Point localization data:
===============
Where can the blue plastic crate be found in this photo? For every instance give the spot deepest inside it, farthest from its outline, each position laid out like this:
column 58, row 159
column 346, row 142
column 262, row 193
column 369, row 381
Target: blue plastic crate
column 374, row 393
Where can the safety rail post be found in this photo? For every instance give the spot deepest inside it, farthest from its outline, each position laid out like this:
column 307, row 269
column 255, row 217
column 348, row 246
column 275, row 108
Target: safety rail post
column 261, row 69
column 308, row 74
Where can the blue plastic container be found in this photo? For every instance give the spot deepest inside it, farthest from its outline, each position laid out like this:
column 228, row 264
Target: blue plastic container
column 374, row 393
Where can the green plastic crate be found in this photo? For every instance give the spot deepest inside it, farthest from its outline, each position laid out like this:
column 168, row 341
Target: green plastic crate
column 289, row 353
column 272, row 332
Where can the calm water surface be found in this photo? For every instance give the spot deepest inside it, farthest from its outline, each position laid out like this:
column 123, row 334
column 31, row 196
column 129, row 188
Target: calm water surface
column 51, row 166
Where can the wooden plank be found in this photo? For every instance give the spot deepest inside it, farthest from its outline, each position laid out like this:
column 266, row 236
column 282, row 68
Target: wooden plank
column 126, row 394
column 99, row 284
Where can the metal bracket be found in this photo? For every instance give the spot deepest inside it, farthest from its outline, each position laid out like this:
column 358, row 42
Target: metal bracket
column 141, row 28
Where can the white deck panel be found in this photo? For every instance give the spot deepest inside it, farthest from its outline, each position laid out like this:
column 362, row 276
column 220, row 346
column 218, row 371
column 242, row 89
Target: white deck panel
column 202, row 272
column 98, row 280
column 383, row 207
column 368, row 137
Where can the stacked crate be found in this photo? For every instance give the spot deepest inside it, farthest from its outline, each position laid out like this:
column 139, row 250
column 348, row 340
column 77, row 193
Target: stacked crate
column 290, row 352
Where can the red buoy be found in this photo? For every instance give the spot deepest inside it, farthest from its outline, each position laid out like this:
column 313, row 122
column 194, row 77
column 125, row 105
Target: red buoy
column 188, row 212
===============
May I have exactly the lines from the one containing "Where can the white" through the last line of the data, both included?

Where can the white deck panel be found in this photo? For every instance give the spot deepest inside it, farthest from its outline, each position laid out like this:
column 362, row 276
column 220, row 346
column 218, row 371
column 242, row 89
Target: white deck panel
column 202, row 272
column 98, row 280
column 383, row 207
column 368, row 137
Where can the stacked crate be found in this photo? For every instance give the spot deepest inside it, farthest from its outline, each position laid out like this:
column 139, row 250
column 348, row 340
column 77, row 193
Target: stacked crate
column 290, row 352
Where can the red buoy be found in this photo? For every instance give the spot deepest inside it, farthest from its outline, each position laid out like this:
column 313, row 122
column 194, row 77
column 125, row 105
Target: red buoy
column 188, row 212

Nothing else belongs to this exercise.